---------- Material provided
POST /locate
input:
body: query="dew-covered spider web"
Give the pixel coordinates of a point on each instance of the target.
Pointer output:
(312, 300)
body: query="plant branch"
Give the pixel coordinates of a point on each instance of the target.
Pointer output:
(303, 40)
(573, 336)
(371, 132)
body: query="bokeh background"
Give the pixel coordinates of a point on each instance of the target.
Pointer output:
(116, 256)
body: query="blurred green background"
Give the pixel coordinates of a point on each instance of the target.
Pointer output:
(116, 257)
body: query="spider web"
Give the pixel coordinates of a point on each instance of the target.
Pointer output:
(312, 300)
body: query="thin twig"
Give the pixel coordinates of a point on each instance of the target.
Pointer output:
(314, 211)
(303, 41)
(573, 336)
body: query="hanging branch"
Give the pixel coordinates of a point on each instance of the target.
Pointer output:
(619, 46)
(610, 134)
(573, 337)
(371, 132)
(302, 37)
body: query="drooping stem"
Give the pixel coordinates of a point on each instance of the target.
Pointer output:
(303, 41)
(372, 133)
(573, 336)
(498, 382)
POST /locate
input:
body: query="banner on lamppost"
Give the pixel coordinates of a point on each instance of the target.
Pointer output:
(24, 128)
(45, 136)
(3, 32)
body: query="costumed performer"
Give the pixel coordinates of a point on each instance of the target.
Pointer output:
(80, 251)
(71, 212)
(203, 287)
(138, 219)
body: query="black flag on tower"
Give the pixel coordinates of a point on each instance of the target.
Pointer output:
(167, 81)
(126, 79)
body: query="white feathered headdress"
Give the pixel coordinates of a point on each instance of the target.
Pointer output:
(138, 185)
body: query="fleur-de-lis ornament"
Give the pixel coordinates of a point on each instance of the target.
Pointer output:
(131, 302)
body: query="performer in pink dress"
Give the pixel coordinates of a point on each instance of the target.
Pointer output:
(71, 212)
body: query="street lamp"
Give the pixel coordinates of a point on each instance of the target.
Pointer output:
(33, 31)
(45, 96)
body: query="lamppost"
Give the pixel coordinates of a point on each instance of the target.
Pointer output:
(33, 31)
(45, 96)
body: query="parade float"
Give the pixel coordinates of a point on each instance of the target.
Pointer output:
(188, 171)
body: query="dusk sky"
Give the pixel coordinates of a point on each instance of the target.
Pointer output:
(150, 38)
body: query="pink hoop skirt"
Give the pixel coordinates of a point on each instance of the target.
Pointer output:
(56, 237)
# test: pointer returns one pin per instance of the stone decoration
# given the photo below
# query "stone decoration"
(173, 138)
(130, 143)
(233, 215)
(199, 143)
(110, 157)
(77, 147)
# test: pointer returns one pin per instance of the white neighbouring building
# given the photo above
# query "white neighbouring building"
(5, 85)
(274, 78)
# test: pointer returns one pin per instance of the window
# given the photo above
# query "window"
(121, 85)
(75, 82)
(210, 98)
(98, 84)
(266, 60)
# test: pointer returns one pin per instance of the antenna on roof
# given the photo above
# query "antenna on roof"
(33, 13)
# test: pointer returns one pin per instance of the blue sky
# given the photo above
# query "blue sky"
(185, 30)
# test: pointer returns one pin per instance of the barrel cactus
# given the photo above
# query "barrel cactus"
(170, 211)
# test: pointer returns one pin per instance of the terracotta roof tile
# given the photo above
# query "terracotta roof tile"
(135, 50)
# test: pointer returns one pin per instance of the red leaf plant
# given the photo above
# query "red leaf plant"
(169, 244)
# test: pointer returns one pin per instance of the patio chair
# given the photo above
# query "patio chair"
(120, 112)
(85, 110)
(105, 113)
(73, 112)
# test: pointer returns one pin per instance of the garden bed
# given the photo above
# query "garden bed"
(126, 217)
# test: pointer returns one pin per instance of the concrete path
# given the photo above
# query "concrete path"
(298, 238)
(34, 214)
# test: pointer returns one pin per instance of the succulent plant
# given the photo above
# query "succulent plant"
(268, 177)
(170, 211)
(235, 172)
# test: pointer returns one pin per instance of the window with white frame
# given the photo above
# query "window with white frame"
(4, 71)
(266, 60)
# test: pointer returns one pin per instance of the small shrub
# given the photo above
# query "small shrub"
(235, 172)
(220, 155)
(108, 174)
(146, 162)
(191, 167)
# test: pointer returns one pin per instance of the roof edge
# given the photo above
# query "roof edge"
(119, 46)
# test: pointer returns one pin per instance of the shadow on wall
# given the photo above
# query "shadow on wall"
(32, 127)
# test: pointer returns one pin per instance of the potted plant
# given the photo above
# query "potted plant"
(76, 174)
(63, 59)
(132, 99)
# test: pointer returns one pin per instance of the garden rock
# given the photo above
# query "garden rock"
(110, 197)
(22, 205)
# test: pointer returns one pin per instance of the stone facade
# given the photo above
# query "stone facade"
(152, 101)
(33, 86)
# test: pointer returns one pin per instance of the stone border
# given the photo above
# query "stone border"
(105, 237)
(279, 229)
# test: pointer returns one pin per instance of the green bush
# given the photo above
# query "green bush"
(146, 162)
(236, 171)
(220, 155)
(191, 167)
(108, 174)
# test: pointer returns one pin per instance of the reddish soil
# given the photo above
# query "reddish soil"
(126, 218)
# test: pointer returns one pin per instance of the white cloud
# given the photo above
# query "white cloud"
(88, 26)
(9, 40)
--------------------
* Written exercise *
Set down, word for word, every line from the line that holds "# test: pointer returns one pin per instance of the shadow" to the end of the entries above, including both ends.

* Output of the task *
# test: pointer returns one pin per instance of the shadow on wall
# given the photo above
# query "shadow on wall"
(32, 127)
# test: pointer returns one pin per instance of the potted plant
# given the photo above
# query "potted plant"
(76, 174)
(63, 59)
(132, 99)
# test: pointer returns one pin per instance of the garden rock
# given the photo above
# query "garden rock"
(110, 197)
(22, 205)
# test: pointer returns one pin per instance of the stone facade
# given the photo above
# query "stone facade"
(152, 101)
(33, 86)
# test: pointer returns one pin per instance of the stone border
# given the photo above
# query "stone border"
(105, 237)
(279, 229)
# test: pointer returns one pin per instance of the green bush
# given the photo above
# query "green bush"
(146, 162)
(236, 171)
(220, 155)
(191, 167)
(108, 174)
# test: pointer returns one pin per instance of the reddish soil
# given the photo above
# query "reddish soil"
(126, 218)
# test: pointer returns one pin per instance of the white cloud
# given the photo above
# query "white cloud"
(88, 26)
(9, 40)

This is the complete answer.